> _Entries supplied_

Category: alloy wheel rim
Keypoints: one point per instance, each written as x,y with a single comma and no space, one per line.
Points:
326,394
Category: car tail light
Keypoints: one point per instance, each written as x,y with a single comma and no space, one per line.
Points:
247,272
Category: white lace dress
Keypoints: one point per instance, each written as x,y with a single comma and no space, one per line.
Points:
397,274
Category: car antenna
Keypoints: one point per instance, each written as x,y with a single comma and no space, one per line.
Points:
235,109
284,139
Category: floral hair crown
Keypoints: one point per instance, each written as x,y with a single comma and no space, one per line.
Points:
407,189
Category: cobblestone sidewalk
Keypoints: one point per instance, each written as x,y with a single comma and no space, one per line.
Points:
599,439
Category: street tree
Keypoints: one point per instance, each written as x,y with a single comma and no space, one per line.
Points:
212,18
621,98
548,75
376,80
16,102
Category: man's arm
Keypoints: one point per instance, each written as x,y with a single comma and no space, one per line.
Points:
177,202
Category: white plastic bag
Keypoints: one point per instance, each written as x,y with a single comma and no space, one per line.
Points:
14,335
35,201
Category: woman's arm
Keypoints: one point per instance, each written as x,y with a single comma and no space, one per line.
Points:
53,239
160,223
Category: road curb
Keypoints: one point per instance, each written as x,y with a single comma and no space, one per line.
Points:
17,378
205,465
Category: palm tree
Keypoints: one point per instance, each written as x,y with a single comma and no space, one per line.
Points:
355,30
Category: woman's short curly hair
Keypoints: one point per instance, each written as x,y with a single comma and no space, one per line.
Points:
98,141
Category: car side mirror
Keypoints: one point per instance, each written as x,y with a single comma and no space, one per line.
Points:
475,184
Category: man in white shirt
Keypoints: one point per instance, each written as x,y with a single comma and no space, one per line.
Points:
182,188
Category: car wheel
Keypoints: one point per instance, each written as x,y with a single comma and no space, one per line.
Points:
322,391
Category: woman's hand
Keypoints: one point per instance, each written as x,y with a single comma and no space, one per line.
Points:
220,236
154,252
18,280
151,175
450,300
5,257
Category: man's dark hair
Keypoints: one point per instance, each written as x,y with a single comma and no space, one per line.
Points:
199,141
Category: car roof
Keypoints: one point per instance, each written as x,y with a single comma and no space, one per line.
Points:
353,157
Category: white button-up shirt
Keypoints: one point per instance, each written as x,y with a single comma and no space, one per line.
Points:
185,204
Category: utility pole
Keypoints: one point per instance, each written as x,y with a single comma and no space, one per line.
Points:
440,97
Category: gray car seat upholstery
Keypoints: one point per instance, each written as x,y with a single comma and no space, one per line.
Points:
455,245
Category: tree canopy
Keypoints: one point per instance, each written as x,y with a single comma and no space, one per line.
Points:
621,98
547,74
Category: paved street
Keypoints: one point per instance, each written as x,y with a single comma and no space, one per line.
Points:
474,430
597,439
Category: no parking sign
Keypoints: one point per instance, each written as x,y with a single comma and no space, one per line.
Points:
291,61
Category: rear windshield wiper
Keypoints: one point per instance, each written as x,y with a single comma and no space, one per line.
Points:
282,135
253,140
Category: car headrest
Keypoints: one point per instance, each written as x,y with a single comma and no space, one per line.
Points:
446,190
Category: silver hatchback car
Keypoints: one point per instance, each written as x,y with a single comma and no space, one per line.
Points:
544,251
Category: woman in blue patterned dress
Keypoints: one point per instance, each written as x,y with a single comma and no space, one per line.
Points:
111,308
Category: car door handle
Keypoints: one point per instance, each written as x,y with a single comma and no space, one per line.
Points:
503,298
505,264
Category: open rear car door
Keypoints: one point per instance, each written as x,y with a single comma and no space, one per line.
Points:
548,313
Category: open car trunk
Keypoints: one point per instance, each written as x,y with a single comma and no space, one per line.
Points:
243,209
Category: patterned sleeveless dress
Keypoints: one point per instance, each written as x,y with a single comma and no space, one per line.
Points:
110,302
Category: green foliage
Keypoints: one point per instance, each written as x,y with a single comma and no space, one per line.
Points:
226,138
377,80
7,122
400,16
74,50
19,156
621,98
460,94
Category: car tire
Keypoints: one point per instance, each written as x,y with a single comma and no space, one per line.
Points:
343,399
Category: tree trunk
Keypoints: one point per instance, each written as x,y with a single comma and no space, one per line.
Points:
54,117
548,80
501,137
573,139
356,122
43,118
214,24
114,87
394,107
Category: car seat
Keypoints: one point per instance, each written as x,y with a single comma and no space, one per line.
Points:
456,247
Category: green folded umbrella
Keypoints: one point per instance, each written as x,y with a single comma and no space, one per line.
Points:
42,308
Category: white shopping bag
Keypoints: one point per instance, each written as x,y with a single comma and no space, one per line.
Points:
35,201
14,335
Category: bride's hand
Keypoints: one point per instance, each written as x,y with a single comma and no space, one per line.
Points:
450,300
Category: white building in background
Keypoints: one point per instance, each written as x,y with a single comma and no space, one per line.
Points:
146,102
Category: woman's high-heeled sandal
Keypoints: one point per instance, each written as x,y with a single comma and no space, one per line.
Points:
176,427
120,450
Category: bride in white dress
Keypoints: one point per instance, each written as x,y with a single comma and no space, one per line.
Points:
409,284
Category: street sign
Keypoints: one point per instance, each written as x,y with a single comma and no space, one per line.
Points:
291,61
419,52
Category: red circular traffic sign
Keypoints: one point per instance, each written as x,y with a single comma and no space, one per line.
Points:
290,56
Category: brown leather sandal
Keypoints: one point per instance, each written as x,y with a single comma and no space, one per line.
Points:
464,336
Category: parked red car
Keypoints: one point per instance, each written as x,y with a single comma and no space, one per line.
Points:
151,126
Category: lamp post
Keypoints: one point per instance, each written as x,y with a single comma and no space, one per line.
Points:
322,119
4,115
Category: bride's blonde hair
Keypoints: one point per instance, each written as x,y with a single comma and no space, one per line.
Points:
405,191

> _Problem to work on_
Scan the listing for the string "wheel" and copy every line that carries it.

> _Task result_
Category: alloy wheel rim
Category: car wheel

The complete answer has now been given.